*** Task material Section Begins ***
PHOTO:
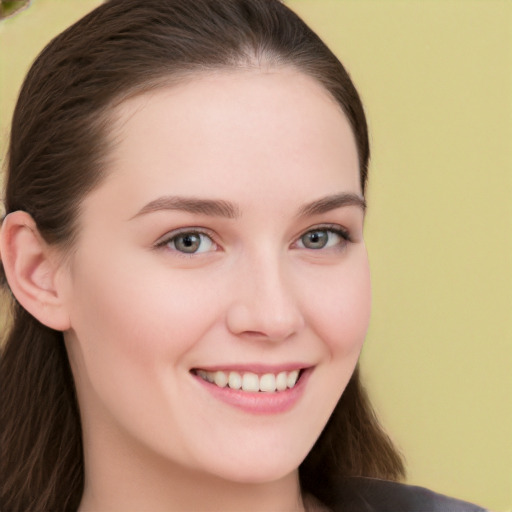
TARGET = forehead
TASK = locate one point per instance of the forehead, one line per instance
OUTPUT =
(237, 133)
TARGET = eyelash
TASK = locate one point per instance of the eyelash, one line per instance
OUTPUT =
(171, 237)
(343, 233)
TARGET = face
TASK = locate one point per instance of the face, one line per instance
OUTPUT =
(223, 250)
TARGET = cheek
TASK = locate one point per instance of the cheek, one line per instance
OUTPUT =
(339, 308)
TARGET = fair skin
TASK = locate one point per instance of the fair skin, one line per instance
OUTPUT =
(258, 173)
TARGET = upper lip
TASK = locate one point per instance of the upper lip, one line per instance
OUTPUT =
(254, 367)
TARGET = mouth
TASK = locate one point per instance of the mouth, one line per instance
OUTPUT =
(251, 382)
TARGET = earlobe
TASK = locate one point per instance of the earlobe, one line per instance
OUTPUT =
(31, 268)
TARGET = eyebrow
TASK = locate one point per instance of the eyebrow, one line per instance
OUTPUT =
(328, 203)
(210, 207)
(221, 208)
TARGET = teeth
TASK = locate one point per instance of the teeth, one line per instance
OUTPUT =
(251, 382)
(220, 379)
(268, 382)
(235, 380)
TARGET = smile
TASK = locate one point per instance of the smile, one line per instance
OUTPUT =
(251, 382)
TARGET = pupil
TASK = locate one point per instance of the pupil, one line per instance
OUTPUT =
(315, 239)
(188, 243)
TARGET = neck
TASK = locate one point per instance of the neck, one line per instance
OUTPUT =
(128, 478)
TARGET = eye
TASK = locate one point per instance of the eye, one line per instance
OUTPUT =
(189, 242)
(322, 238)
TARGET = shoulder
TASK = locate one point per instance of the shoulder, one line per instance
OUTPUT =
(374, 495)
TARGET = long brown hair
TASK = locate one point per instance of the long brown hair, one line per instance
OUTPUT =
(59, 143)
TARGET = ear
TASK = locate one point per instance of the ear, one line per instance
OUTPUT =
(31, 267)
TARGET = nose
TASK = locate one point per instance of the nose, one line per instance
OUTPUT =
(265, 306)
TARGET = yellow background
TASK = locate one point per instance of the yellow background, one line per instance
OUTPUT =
(436, 80)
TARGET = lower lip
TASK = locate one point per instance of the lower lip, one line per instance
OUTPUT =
(259, 402)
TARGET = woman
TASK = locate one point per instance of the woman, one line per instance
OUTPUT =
(185, 206)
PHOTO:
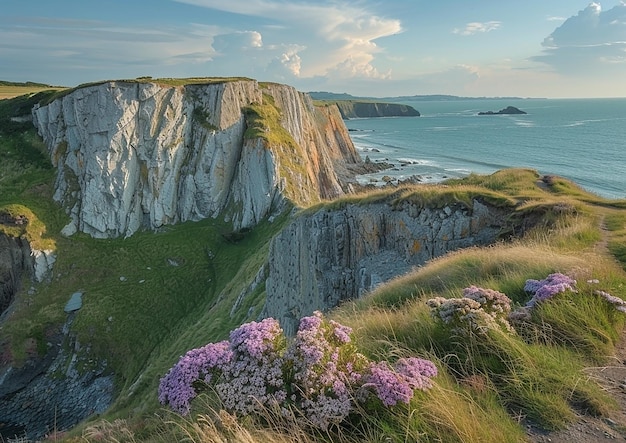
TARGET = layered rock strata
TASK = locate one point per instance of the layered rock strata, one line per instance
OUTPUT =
(134, 155)
(324, 258)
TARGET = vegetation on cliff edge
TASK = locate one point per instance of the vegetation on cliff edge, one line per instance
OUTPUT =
(151, 297)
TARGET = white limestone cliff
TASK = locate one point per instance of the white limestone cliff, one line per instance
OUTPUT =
(134, 155)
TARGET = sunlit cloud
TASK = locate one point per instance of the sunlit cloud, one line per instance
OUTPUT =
(331, 38)
(591, 41)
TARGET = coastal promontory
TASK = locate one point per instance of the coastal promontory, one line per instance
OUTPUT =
(366, 109)
(509, 110)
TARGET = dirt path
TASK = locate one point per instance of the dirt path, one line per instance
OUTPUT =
(587, 429)
(612, 377)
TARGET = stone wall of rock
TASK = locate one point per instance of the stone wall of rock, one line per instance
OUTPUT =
(323, 258)
(18, 260)
(134, 155)
(53, 392)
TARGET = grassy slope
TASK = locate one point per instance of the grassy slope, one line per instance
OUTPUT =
(178, 286)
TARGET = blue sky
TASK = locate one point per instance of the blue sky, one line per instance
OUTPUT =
(529, 48)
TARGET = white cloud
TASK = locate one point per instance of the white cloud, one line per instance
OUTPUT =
(338, 37)
(237, 41)
(591, 41)
(477, 27)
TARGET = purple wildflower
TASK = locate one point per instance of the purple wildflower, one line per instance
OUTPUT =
(547, 288)
(389, 386)
(319, 375)
(176, 387)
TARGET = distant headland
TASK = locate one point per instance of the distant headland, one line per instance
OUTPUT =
(506, 111)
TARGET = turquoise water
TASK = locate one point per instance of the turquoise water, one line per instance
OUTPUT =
(581, 139)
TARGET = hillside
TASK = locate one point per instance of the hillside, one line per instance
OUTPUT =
(171, 214)
(366, 109)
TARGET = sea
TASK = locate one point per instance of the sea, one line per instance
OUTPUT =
(583, 140)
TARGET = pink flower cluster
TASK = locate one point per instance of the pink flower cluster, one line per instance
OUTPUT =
(177, 386)
(547, 288)
(478, 311)
(397, 384)
(319, 374)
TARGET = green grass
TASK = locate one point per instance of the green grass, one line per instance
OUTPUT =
(149, 298)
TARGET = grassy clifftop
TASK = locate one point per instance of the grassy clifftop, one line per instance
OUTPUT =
(364, 109)
(153, 296)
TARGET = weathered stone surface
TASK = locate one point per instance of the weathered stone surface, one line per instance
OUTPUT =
(140, 155)
(321, 259)
(74, 303)
(49, 394)
(364, 109)
(17, 260)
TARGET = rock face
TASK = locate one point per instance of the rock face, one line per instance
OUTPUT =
(508, 110)
(18, 260)
(48, 393)
(321, 259)
(136, 155)
(357, 109)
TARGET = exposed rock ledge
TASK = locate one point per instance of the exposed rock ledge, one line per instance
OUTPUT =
(134, 155)
(323, 258)
(362, 109)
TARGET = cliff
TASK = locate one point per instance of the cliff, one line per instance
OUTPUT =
(332, 255)
(363, 109)
(133, 155)
(509, 110)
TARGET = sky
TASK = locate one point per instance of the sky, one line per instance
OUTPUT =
(377, 48)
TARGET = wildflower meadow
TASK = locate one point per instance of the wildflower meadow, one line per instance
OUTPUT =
(318, 375)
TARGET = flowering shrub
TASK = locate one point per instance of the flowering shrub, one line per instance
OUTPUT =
(553, 284)
(547, 288)
(201, 364)
(393, 385)
(477, 311)
(319, 374)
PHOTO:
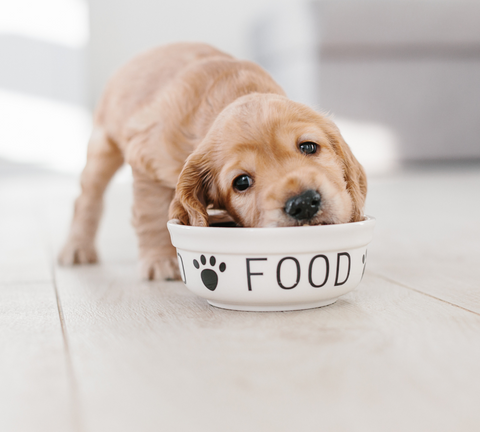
*** Task material Section Ends ***
» Your assignment
Reproduce every line above as written, skipping pictures.

» Reply
PHOTO:
TARGET = forehead
TASK = locate one point per instance of the forehead, one line per instance
OUTPUT =
(237, 133)
TARGET = eyelash
TASK = locate one point per instance of the eyelash, one line per instance
OUTPUT =
(171, 237)
(343, 233)
TARGET = face
TASK = locate one point per instance of the face, one line per instance
OUTPUT =
(223, 250)
TARGET = cheek
TASK = locate one point per instance of the cheek, one line per instance
OUTPUT =
(339, 308)
TARGET = fair skin
TASK = locate one point per instance of the fair skin, one line per instance
OUTPUT =
(258, 173)
TARGET = upper lip
TASK = locate one point per instance of the upper lip, one line per instance
OUTPUT =
(254, 367)
TARGET = mouth
TASK = locate one point per instance of the mouth, one line per instance
OUTPUT =
(251, 382)
TARGET = earlobe
TASK = locate one point per instance of the earlobe, one line per instance
OUTPUT =
(31, 268)
TARGET = eyebrow
TASK = locate one point per instance of the eyebrow, one line per instance
OUTPUT =
(328, 203)
(210, 207)
(221, 208)
TARGET = teeth
TASK = locate one point per instance of the teeth, one line per instance
OUTPUT =
(251, 382)
(220, 379)
(268, 382)
(235, 380)
TARGET = smile
TASK = locate one point per instance of the smile, one line per instance
OUTPUT =
(251, 382)
TARGET = pupil
TASK = locate one point per instance of the pupil, one line per instance
OUTPUT =
(315, 239)
(188, 243)
TARGET = neck
TASK = locate one point per instance of the neck, one line per instance
OUTPUT =
(128, 478)
TARGET = eye
TASK = locate one point per instance of the eye, one line per instance
OUTPUT =
(189, 242)
(322, 238)
TARGET = shoulder
TASK = locate one point per instance of the shoulder, one line per instance
OUTPUT =
(374, 495)
TARGET = long brown hair
TASK = locate one point per instance of the long brown hair, one line per instance
OUTPUT =
(59, 143)
TARGET = ear
TASK = locate one point per instance of the ear, one line per instance
OUTPUT =
(31, 267)
TARGET = nose
TASK = locate one point per instance of the nose, one line per instance
OUTPUT =
(265, 306)
TARGET = yellow background
TASK = locate one point per instance of the yellow background, one line per instance
OUTPUT =
(436, 80)
TARGET = lower lip
TASK = locate one point per instance of the lower lip, one line per instance
OUTPUT =
(259, 402)
TARGET = woman
TASK = locate one point per instance of the woman, one line per instance
OUTPUT =
(185, 206)
PHOTO:
TARGET = layered rock strata
TASK = locate one point per instance of the layered rock strata, one line per instance
OUTPUT =
(134, 155)
(324, 258)
TARGET = vegetation on cliff edge
TASK = locate one point per instance of the vegetation on cliff edge, one line per instance
OUTPUT =
(151, 297)
TARGET = white limestone cliff
TASK = locate one point per instance of the white limestone cliff, one line per instance
OUTPUT =
(134, 155)
TARGET = sunlit cloud
TASK = locate one point per instance of the sunlit cloud, one line per instance
OUTPUT =
(331, 38)
(591, 41)
TARGET = coastal promontory
TASK = locate one point per instance of the coastal promontory, one line per instance
OUTPUT =
(366, 109)
(509, 110)
TARGET = dirt path
TASK = locate one point per instance of the dirt path, one line per instance
OUTPUT =
(587, 429)
(612, 377)
TARGET = stone wall of rock
TASK = locate one point per instance of the stone wall of rock, one line per instance
OUTPUT =
(323, 258)
(18, 260)
(134, 155)
(53, 392)
TARGET = grassy slope
TASK = locate one point per instance of the grassy slope, one line per instance
OUTPUT =
(178, 286)
TARGET = blue sky
TASK = locate one point per instance of the blue sky, one line per instance
OUTPUT =
(529, 48)
TARGET = white cloud
TASK = locate one point per instance of the white cloud, one line per instance
OUTPUT =
(338, 37)
(237, 41)
(591, 41)
(477, 27)
TARGET = purple wildflower
TASK = locate one point per instance of the purple wildflower, one line per instance
OUTPUT =
(547, 288)
(389, 386)
(319, 375)
(176, 387)
TARGET = distant headland
TASK = locate one point per instance of the distant headland, one line per instance
OUTPUT =
(506, 111)
TARGET = turquoise water
TASK = locate one point per instance of the turquoise water, one line per instance
OUTPUT =
(581, 139)
TARGET = hillside
TASK = locate one point per instance of the hillside, one line per instance
OUTPUT =
(171, 214)
(366, 109)
TARGET = sea
TASK = locate one point per instance of the sea, one line per instance
OUTPUT =
(583, 140)
TARGET = pink flower cluster
TASK = locate one point per instance of the pink flower cluster, one line per instance
OUTPUT =
(177, 386)
(547, 288)
(478, 311)
(397, 384)
(319, 374)
TARGET = green grass
TASK = locate one point per instance of the green grass, one line per instance
OUTPUT =
(149, 298)
TARGET = grassy clifftop
TASK = locate one point per instance of the grassy clifftop, one line per instance
OUTPUT =
(364, 109)
(153, 296)
TARGET = weathered stone surface
TASK = locate one point per instance of the weathered stone surface, one line per instance
OUTPUT =
(140, 155)
(321, 259)
(74, 303)
(49, 394)
(364, 109)
(17, 260)
TARGET = rock face
TASK = locate one point per instance of the rock face, one line per instance
OUTPUT =
(508, 110)
(18, 260)
(48, 393)
(321, 259)
(136, 155)
(357, 109)
TARGET = exposed rock ledge
TASK = locate one point per instance of the exposed rock ledge, one line per instance
OUTPUT =
(134, 155)
(323, 258)
(362, 109)
TARGET = cliff
TASK = locate one point per instance of the cliff, one line per instance
OUTPUT =
(332, 255)
(363, 109)
(133, 155)
(509, 110)
TARGET = sky
TASK = locate one point per instance of the sky, one line per instance
OUTPUT =
(377, 48)
TARGET = wildflower meadow
TASK = locate one point per instance of the wildflower meadow, one line per instance
OUTPUT =
(318, 375)
TARGET = flowering shrub
TASK = locate one point per instance of the flowering shrub, one line per instance
OUTPUT =
(553, 284)
(547, 288)
(201, 364)
(393, 385)
(477, 311)
(319, 374)
PHOTO:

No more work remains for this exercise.